Write out every line of the material as it stands, apart from the pictures.
- - -
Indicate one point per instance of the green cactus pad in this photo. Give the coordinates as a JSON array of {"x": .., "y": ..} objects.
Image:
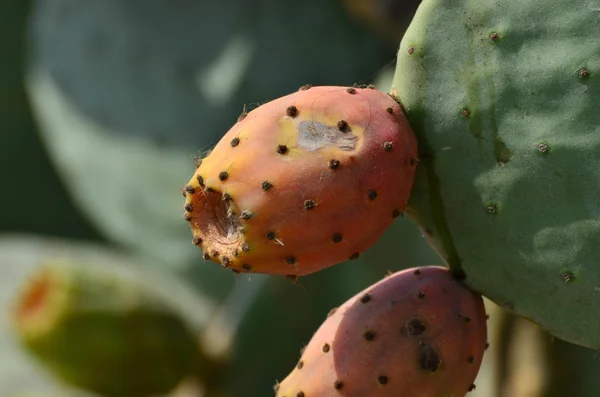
[
  {"x": 504, "y": 98},
  {"x": 105, "y": 333}
]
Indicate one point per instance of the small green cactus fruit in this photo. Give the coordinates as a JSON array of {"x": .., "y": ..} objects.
[
  {"x": 503, "y": 97},
  {"x": 303, "y": 182},
  {"x": 103, "y": 333},
  {"x": 416, "y": 333}
]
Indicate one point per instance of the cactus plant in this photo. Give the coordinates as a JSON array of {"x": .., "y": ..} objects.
[
  {"x": 104, "y": 333},
  {"x": 303, "y": 182},
  {"x": 416, "y": 333},
  {"x": 503, "y": 98}
]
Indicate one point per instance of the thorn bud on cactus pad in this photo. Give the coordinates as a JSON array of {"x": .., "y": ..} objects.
[
  {"x": 321, "y": 162},
  {"x": 416, "y": 333},
  {"x": 103, "y": 333}
]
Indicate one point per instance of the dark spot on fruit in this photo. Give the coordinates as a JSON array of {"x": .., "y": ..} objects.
[
  {"x": 246, "y": 214},
  {"x": 429, "y": 359},
  {"x": 369, "y": 335},
  {"x": 583, "y": 73},
  {"x": 415, "y": 327},
  {"x": 567, "y": 276},
  {"x": 309, "y": 204},
  {"x": 291, "y": 111},
  {"x": 342, "y": 125},
  {"x": 225, "y": 261}
]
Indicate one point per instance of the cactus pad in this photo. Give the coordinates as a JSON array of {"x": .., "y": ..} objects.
[{"x": 503, "y": 97}]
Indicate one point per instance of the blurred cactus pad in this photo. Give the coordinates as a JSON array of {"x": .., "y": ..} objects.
[{"x": 503, "y": 96}]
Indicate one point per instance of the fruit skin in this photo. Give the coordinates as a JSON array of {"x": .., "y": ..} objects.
[
  {"x": 503, "y": 97},
  {"x": 416, "y": 333},
  {"x": 103, "y": 333},
  {"x": 303, "y": 182}
]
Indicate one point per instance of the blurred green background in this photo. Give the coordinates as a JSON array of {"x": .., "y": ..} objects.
[{"x": 103, "y": 106}]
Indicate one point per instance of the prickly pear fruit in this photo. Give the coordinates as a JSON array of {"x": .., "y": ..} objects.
[
  {"x": 103, "y": 333},
  {"x": 416, "y": 333},
  {"x": 503, "y": 96},
  {"x": 303, "y": 182}
]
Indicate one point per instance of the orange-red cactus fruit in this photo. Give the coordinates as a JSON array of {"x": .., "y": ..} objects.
[
  {"x": 416, "y": 333},
  {"x": 303, "y": 182}
]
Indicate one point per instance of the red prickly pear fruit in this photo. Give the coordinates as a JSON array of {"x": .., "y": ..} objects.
[
  {"x": 303, "y": 182},
  {"x": 416, "y": 333}
]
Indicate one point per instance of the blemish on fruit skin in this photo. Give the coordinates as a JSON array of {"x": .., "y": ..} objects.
[{"x": 282, "y": 149}]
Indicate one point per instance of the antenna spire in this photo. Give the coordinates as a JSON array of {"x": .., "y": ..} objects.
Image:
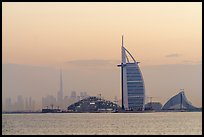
[{"x": 122, "y": 41}]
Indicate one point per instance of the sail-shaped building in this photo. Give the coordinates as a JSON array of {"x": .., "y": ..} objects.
[{"x": 133, "y": 89}]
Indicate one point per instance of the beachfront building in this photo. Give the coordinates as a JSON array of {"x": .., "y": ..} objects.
[
  {"x": 178, "y": 102},
  {"x": 133, "y": 89}
]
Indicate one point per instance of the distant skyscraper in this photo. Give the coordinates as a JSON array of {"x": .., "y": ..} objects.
[
  {"x": 60, "y": 93},
  {"x": 133, "y": 89}
]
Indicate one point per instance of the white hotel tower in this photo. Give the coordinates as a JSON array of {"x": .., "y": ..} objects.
[{"x": 133, "y": 89}]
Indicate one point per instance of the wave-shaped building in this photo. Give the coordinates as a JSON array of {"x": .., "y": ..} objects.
[
  {"x": 178, "y": 102},
  {"x": 133, "y": 89}
]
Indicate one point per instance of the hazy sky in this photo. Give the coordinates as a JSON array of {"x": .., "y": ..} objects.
[{"x": 74, "y": 35}]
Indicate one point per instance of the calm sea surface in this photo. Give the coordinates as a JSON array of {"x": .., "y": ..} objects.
[{"x": 103, "y": 123}]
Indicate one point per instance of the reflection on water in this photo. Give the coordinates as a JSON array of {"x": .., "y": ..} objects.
[{"x": 103, "y": 123}]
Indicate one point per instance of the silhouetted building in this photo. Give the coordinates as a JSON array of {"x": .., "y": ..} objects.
[
  {"x": 93, "y": 104},
  {"x": 179, "y": 102},
  {"x": 153, "y": 106}
]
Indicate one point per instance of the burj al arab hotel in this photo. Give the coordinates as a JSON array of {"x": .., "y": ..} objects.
[{"x": 132, "y": 83}]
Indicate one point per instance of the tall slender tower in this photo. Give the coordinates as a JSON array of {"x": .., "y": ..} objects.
[{"x": 60, "y": 92}]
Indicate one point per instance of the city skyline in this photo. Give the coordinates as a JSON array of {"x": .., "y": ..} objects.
[{"x": 84, "y": 40}]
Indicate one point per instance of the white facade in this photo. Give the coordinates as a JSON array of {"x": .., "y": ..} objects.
[{"x": 133, "y": 89}]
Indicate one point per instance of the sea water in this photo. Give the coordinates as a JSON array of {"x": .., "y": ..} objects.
- - -
- **EXERCISE OUTPUT**:
Indicate one point per instance of the green cactus pad in this photo. Give the coordinates as a JSON array of {"x": .., "y": ..} objects.
Image:
[
  {"x": 504, "y": 98},
  {"x": 105, "y": 333}
]
Indicate one point per instance of the small green cactus fruit in this photo. Give the coordinates as a JSON array of {"x": .., "y": ..} objects.
[
  {"x": 503, "y": 97},
  {"x": 303, "y": 182},
  {"x": 103, "y": 333},
  {"x": 416, "y": 333}
]
Indicate one point per instance of the cactus plant in this photo. Give the coordinates as a JSON array of {"x": .., "y": ..} objects.
[
  {"x": 104, "y": 333},
  {"x": 303, "y": 182},
  {"x": 416, "y": 333},
  {"x": 503, "y": 98}
]
Indicate one point per instance of the thorn bud on cactus pad in this photo. Give the coordinates as a JSON array of {"x": .., "y": ..} objects.
[
  {"x": 321, "y": 162},
  {"x": 416, "y": 333},
  {"x": 103, "y": 333}
]
Indicate one point per instance of the dark spot on fruit in this photo. Give the coordinates as a JSON array of {"x": .., "y": ..} objects.
[
  {"x": 246, "y": 214},
  {"x": 429, "y": 359},
  {"x": 369, "y": 335},
  {"x": 583, "y": 73},
  {"x": 415, "y": 327},
  {"x": 567, "y": 276},
  {"x": 309, "y": 204},
  {"x": 291, "y": 111},
  {"x": 342, "y": 125},
  {"x": 225, "y": 261}
]
Indicate one point per instance of the cactus pad in this photo. Give the coordinates as a JSON array of {"x": .., "y": ..} objects.
[{"x": 503, "y": 97}]
Indicate one point per instance of the blurred cactus pad in this photo. Give the coordinates as a JSON array of {"x": .., "y": ..} objects.
[{"x": 503, "y": 96}]
Indicate one point per instance of the fruit skin in this photo. Give the coordinates as a JSON array of {"x": .., "y": ..} objects.
[
  {"x": 503, "y": 97},
  {"x": 416, "y": 333},
  {"x": 103, "y": 333},
  {"x": 303, "y": 182}
]
Indicate one point per instance of the blurred green background in this photo. Give the coordinates as a JSON array of {"x": .., "y": ..} objects.
[{"x": 103, "y": 106}]
Indicate one point per instance of the prickly pear fruit in this photo. Give the coordinates as a JSON array of {"x": .., "y": ..} objects.
[
  {"x": 103, "y": 333},
  {"x": 416, "y": 333},
  {"x": 503, "y": 96},
  {"x": 303, "y": 182}
]
Indicate one point per instance of the orange-red cactus fruit in this photo. Give the coordinates as a JSON array of {"x": .., "y": ..} objects.
[
  {"x": 416, "y": 333},
  {"x": 303, "y": 182}
]
Indicate one point per instance of the red prickly pear fruit in this photo. Give the coordinates as a JSON array of {"x": .., "y": ..} objects.
[
  {"x": 303, "y": 182},
  {"x": 416, "y": 333}
]
Indicate one point per instance of the blemish on fruit skin in this photo. Give the coordinates as a JSON array of {"x": .., "y": ..} objects.
[{"x": 282, "y": 149}]
Indicate one point per instance of the antenna spire in this photo. Give the coordinates as a JSON array of {"x": .., "y": ..} objects.
Image:
[{"x": 122, "y": 41}]
Indicate one point per instance of the sail-shaped building in this photo. Give the coordinates as a JSON array of {"x": .., "y": ..} objects.
[{"x": 133, "y": 89}]
Indicate one point per instance of the beachfront building in this photo. Give the coordinates as a JSON array of {"x": .., "y": ..} objects.
[
  {"x": 178, "y": 102},
  {"x": 133, "y": 89}
]
Indicate one point per instance of the distant skyscraper in this photo. Give the coordinates as a JSON array of {"x": .., "y": ..} objects.
[
  {"x": 60, "y": 93},
  {"x": 133, "y": 89}
]
Indicate one point per instance of the white hotel tower in this photo. Give the coordinates as a JSON array of {"x": .., "y": ..} objects.
[{"x": 133, "y": 89}]
Indicate one point per instance of the wave-shaped building in this photo. Give the coordinates as a JSON array of {"x": .., "y": ..} objects.
[
  {"x": 178, "y": 102},
  {"x": 133, "y": 89}
]
Indicate one point per instance of the hazy sky in this photo. Give the coordinates as a JSON array of {"x": .., "y": ..} objects.
[{"x": 74, "y": 35}]
Indicate one point per instance of the calm sea surface in this photo. Give the coordinates as a JSON array of {"x": .., "y": ..} objects.
[{"x": 103, "y": 123}]
Indicate one point per instance of the reflection on water in this photo. Give the coordinates as a JSON array of {"x": .., "y": ..} objects.
[{"x": 103, "y": 123}]
Indicate one point per instance of the silhouetted building in this photo. Give the coordinates as a JSON array of {"x": .., "y": ..} objects.
[
  {"x": 93, "y": 104},
  {"x": 179, "y": 102},
  {"x": 153, "y": 106}
]
Indicate one point per instance of the burj al arab hotel in this photo. Give the coordinates as a JSON array of {"x": .., "y": ..} objects.
[{"x": 132, "y": 83}]
Indicate one point per instance of the tall slender tower in this photo. Give the coordinates as a JSON array of {"x": .., "y": ..} objects.
[{"x": 60, "y": 92}]
Indicate one point per instance of the city skyline in this photo. Give the coordinates as a JSON array of {"x": .., "y": ..} objects.
[{"x": 84, "y": 40}]
Indicate one point per instance of the white facade in this photo. Give the coordinates as a JSON array of {"x": .., "y": ..} objects.
[{"x": 133, "y": 89}]
Indicate one point per instance of the sea water in this photo. Give the coordinates as a JSON array of {"x": .., "y": ..} objects.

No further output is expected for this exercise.